*WORK REQUIRED*. Rewrite the data below so that every occurrence of "a pin per instance" becomes "one pin for each instance", keeping all other text the same.

----- GIVEN ENTRIES -----

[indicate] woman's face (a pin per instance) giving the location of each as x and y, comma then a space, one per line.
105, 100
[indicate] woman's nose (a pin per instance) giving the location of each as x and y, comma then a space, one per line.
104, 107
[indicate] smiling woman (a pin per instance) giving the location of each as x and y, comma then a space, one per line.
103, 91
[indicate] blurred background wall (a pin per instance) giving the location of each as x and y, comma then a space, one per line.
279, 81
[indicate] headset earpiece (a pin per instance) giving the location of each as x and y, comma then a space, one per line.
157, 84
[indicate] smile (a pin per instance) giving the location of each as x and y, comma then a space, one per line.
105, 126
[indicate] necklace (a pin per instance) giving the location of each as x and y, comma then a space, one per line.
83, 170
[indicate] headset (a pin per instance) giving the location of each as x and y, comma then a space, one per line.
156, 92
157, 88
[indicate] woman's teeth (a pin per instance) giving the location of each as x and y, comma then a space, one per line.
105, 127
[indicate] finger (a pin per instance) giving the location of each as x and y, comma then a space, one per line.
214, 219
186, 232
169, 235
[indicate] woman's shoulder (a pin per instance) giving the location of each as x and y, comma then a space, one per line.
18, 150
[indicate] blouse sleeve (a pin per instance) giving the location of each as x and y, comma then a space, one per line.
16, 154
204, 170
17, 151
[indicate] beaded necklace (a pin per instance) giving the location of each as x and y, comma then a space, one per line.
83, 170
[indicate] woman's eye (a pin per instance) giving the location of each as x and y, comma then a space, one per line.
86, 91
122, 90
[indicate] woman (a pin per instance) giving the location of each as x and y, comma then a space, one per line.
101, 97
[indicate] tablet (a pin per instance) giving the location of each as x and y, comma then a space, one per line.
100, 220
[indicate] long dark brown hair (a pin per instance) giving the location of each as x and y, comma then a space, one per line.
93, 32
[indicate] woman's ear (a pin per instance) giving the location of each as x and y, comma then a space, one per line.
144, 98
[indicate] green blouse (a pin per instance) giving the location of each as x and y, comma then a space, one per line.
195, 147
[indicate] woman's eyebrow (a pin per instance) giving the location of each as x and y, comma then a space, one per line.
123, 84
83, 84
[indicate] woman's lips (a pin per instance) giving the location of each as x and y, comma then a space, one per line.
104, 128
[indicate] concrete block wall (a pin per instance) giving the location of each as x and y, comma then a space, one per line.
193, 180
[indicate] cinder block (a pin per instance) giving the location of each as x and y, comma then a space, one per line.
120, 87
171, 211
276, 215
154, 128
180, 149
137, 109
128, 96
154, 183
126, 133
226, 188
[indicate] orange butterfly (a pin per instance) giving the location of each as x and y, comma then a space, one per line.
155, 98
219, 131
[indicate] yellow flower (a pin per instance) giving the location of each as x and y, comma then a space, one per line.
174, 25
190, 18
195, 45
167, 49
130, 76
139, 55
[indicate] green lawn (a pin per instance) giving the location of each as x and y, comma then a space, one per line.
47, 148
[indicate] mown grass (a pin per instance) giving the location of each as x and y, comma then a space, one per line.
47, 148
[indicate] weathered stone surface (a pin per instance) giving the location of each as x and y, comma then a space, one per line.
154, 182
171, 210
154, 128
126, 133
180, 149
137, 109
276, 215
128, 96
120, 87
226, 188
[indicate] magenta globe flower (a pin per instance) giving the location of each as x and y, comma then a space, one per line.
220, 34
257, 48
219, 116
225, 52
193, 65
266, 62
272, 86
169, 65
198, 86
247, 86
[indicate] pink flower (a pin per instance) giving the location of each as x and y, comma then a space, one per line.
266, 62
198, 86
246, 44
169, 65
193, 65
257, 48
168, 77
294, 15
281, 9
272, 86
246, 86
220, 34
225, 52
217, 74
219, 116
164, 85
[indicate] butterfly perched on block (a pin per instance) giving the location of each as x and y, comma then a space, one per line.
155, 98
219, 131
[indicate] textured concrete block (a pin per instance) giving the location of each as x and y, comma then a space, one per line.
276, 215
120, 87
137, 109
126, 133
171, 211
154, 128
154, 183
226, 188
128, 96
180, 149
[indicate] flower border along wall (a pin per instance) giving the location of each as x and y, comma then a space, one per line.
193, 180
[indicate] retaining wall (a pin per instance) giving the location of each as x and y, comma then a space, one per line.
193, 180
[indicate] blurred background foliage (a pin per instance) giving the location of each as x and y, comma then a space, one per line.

-----

*THE RESPONSE*.
[indicate] woman's face (one pin for each instance) giving the location of each as x and y, comma then a space, one per line.
105, 100
[indicate] woman's nose (one pin for each instance) giving the location of each as x and y, comma then a space, one per line.
104, 107
[indicate] smiling woman (one pin for each instance) giving the location of each as x and y, comma then a space, one per line.
103, 91
[indicate] blurred background wall (one pin for each instance) giving the location of each as x and y, comma then a space, one per line.
279, 81
[indicate] headset earpiece (one pin for each instance) giving the location of each as x and y, comma then a space, one per line.
157, 84
[indicate] smile (one pin for each instance) giving the location of each as x and y, comma then a space, one per line.
105, 126
[indicate] necklace (one pin for each instance) giving the location of each as x and y, comma then a space, one per line.
83, 170
[indicate] headset (one pin for each instance) giving the location of each as x and y, comma then a space, one per line.
156, 92
157, 88
[indicate] woman's teeth (one pin for each instance) giving the location of each as x and y, comma then a space, one per line.
105, 127
[indicate] finger (one pin for each instance) giving the location of each as x and y, comma then a space, one per line.
214, 219
186, 232
169, 235
[indicate] woman's shoulder (one pin for each instance) giving the location of each as x and y, comma then a space, one per line.
18, 150
[indicate] blouse sleeve (one pin for each instance) giving the location of each as x and y, comma then a space, one per line.
16, 154
204, 170
17, 151
[indicate] beaded necklace (one pin for each instance) giving the location of each as x and y, comma then a space, one per line.
83, 170
[indicate] woman's eye (one pin for each instance) giving the location of each as x and y, comma then a space, one per line.
86, 91
122, 90
[indicate] woman (one pin for each instance) giving the location of each as x and y, comma then a space, one per line.
101, 97
[indicate] tablet (one pin for each instance) giving the location of each as x and y, comma then a space, one per line.
100, 220
[indicate] long dark brown hair (one pin for each instance) giving the location of each as x and y, comma then a space, one per line.
93, 32
[indicate] woman's ear (one pin for each instance) giving the location of each as x and y, comma then a space, one per line.
144, 98
[indicate] green blouse (one pin for each instance) giving the location of each as x and y, comma then a space, one per line.
195, 147
[indicate] woman's eyebrow (one pin for each instance) giving the location of each as x and y, comma then a space, one per line.
123, 84
83, 84
[indicate] woman's lips (one pin for each instance) giving the location of each as x and y, comma then a space, one per line.
104, 128
[indicate] concrete block wall (one pin for each instance) giving the location of each as x and y, comma then a space, one per line.
193, 180
[indicate] cinder block (one pin for each instance) giving the location of each as x and y, comma then a space, one per line.
120, 87
171, 211
276, 215
154, 128
180, 149
137, 109
128, 96
154, 183
126, 133
226, 188
[indicate] orange butterfly (one pin for each instance) giving the location of each as x and y, comma then a space, one per line.
155, 98
219, 131
[indicate] yellow flower (one pin for each instance) giving the location of each as x and y, comma then a space, one per line.
174, 25
190, 18
195, 45
167, 49
130, 76
139, 55
[indicate] green lawn (one pin for each instance) giving the location of each as x and y, comma then a space, one per line.
47, 148
[indicate] mown grass (one pin for each instance) giving the location of each as x and y, comma then a space, one per line.
47, 148
[indicate] weathered stone surface (one pin for each instance) giving the location of each as x and y, comma then a space, one per line.
154, 182
171, 210
154, 128
126, 133
180, 149
137, 109
276, 215
128, 96
120, 87
226, 188
[indicate] magenta globe flower (one pin for each instance) giving the location of each as x and y, comma then a space, one per line.
220, 34
257, 48
219, 116
225, 52
193, 65
266, 62
272, 86
169, 65
198, 86
247, 86
[indicate] pink flower (one pin for each instance) giving the location of each as x and y, comma then a space, one per line.
266, 62
198, 86
246, 44
169, 65
193, 65
257, 48
168, 77
294, 15
281, 9
272, 86
246, 86
220, 34
225, 52
217, 74
219, 116
164, 85
[indicate] butterfly perched on block (one pin for each instance) giving the location of each as x and y, comma then a space, one per line.
155, 98
219, 131
[indicate] textured concrete block (one pin for each instance) giving the location of each as x and y, comma then a space, one per line.
276, 215
120, 87
137, 109
126, 133
171, 211
154, 128
154, 183
226, 188
128, 96
180, 149
[indicate] flower border along wall (one pin for each instance) giving the location of each as x and y, comma then a space, one per line.
193, 180
[indicate] retaining wall (one pin for each instance) giving the location of each as x and y, comma then a space, one per line.
193, 180
[indicate] blurred background foliage (one pin for each instance) giving the location of each as x and y, comma then a space, one per line.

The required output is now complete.